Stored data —
*-*-*
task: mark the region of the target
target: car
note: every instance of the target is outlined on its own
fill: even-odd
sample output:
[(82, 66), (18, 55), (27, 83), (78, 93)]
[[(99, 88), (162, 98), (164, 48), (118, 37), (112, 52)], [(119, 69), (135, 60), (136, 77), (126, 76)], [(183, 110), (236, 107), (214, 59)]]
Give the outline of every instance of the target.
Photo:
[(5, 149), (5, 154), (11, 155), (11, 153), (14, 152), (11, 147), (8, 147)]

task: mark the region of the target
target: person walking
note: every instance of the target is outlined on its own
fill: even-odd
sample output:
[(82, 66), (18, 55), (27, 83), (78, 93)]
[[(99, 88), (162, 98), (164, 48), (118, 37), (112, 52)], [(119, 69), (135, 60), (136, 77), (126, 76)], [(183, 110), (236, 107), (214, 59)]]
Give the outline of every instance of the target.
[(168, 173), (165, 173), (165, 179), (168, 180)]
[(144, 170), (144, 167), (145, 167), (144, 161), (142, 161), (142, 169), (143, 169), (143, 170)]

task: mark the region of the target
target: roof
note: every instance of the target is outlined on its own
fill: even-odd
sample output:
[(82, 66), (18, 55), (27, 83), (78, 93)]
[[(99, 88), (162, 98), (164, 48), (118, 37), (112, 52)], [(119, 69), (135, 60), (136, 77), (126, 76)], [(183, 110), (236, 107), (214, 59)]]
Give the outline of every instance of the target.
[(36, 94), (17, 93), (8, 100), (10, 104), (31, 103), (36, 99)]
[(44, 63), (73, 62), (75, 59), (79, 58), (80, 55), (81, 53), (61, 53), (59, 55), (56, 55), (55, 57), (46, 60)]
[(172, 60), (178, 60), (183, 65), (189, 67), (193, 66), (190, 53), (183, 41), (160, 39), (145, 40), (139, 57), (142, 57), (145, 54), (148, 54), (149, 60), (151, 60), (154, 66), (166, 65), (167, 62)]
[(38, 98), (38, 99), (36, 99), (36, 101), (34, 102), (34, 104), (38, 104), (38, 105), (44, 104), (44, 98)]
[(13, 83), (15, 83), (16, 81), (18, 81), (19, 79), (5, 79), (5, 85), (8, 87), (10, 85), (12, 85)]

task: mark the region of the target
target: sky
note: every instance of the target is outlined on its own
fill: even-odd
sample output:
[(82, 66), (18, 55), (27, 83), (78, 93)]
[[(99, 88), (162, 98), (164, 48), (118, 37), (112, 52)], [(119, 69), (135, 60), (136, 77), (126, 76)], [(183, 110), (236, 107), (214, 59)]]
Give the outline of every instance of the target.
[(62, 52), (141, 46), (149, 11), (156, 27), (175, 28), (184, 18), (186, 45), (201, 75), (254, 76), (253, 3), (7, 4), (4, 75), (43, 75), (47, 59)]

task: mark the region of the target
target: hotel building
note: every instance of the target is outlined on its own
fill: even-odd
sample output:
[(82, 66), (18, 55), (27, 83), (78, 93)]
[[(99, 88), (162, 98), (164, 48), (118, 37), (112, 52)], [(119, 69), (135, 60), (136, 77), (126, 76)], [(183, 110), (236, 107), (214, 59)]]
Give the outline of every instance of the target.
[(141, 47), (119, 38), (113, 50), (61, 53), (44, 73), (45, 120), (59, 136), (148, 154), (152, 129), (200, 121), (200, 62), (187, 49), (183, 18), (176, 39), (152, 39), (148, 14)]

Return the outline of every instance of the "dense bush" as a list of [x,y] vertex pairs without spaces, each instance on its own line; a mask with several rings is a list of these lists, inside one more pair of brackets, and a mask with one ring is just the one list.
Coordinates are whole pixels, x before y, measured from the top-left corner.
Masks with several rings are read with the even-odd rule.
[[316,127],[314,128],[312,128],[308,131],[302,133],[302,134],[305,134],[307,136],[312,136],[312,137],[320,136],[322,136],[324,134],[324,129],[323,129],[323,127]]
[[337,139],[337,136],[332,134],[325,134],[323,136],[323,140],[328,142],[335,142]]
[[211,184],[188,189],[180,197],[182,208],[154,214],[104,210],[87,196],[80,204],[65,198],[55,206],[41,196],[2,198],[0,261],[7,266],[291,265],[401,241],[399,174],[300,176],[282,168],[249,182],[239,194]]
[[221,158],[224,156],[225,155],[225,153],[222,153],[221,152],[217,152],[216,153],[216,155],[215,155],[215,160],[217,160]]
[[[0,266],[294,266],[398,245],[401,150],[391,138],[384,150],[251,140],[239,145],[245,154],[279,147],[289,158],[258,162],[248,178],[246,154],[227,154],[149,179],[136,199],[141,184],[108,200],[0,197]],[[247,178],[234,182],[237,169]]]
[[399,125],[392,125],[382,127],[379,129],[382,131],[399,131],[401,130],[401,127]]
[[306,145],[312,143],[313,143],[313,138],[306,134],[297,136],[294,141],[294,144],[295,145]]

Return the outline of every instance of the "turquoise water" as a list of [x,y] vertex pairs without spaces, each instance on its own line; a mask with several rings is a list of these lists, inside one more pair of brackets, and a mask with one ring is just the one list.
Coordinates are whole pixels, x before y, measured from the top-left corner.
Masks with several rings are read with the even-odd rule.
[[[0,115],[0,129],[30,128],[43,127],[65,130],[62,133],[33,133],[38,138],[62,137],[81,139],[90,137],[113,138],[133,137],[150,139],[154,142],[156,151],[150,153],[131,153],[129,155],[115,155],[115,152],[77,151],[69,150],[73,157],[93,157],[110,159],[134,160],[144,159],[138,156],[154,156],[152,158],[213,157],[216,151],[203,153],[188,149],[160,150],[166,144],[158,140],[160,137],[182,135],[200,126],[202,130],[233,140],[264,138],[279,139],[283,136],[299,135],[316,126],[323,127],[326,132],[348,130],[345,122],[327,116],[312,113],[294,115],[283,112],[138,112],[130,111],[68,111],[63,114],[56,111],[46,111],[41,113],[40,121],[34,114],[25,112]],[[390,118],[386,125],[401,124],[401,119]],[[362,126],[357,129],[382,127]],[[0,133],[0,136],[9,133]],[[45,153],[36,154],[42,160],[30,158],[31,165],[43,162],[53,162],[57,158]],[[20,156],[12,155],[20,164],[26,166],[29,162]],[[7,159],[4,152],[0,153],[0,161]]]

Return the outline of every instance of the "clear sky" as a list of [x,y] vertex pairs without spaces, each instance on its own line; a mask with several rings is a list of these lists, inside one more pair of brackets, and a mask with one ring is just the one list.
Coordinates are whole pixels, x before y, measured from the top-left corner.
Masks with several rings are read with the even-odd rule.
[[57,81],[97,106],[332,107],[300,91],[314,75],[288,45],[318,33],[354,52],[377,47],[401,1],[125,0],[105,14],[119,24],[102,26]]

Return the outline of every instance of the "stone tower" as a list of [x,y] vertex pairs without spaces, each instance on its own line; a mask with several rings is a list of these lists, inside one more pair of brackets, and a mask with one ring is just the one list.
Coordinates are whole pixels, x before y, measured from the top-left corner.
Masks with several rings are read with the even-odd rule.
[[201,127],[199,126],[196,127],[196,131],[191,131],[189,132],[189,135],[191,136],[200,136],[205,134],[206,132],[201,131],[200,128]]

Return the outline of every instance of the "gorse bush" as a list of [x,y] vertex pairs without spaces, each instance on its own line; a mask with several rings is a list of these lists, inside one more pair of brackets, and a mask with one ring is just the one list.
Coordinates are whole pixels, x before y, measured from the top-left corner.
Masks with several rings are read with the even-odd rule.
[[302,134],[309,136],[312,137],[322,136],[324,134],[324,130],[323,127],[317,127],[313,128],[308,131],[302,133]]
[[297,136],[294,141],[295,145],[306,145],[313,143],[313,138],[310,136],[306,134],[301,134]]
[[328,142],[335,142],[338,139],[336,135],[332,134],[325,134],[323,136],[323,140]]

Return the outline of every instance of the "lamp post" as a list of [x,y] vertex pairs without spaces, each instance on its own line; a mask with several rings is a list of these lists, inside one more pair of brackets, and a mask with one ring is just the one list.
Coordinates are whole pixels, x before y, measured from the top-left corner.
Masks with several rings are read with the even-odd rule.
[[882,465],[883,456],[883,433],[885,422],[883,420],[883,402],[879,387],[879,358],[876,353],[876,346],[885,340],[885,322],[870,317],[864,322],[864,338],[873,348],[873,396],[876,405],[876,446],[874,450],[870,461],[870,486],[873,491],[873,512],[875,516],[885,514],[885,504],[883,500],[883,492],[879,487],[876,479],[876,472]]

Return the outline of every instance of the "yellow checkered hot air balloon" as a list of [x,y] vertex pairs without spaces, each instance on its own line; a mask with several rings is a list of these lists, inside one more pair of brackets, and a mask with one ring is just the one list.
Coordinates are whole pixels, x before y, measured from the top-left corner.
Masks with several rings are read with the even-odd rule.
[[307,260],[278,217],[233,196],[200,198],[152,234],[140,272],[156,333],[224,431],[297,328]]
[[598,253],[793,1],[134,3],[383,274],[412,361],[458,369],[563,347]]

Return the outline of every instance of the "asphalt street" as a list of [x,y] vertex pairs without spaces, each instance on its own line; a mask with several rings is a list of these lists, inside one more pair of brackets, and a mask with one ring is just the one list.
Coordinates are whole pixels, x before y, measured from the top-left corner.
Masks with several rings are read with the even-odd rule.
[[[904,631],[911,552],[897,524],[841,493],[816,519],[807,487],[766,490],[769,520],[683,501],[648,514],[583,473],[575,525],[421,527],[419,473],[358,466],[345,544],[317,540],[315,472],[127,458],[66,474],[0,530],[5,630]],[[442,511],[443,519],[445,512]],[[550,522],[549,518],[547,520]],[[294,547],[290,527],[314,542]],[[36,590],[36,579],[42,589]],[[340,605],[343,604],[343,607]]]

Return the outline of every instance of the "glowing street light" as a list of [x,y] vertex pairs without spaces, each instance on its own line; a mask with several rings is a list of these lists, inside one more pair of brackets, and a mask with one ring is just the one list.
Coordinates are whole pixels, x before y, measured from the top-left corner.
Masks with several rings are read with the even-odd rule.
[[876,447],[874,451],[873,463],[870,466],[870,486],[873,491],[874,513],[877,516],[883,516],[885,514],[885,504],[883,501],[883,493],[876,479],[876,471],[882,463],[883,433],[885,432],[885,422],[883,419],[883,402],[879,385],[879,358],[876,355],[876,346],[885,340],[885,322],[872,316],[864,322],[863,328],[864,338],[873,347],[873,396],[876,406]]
*-*-*
Stated problem — Quote the rows above word for word, from their first line through the line that contains "169), (143, 170)]", and include that line.

Task result —
task: mark the region of the target
target: car
note: every instance of the target is outlined on its own
fill: even-odd
sample output:
[(82, 66), (18, 55), (27, 83), (78, 93)]
[[(99, 88), (162, 98), (164, 48), (118, 37), (112, 52)], [(119, 69), (135, 60), (136, 77), (126, 76)], [(183, 110), (236, 107), (214, 59)]]
Give the outline of every instance of the target.
Photo:
[(5, 149), (5, 154), (11, 155), (11, 153), (14, 152), (11, 147), (8, 147)]

task: mark the region of the target
target: person walking
note: every instance of the target is outlined on its own
fill: even-odd
sample output:
[(82, 66), (18, 55), (27, 83), (78, 93)]
[[(99, 88), (162, 98), (164, 48), (118, 37), (112, 52)], [(119, 69), (135, 60), (136, 77), (126, 76)], [(183, 110), (236, 107), (214, 59)]]
Give the outline of every instance of the target.
[(168, 173), (165, 173), (165, 179), (168, 180)]
[(144, 170), (144, 167), (145, 167), (144, 161), (142, 161), (142, 169), (143, 169), (143, 170)]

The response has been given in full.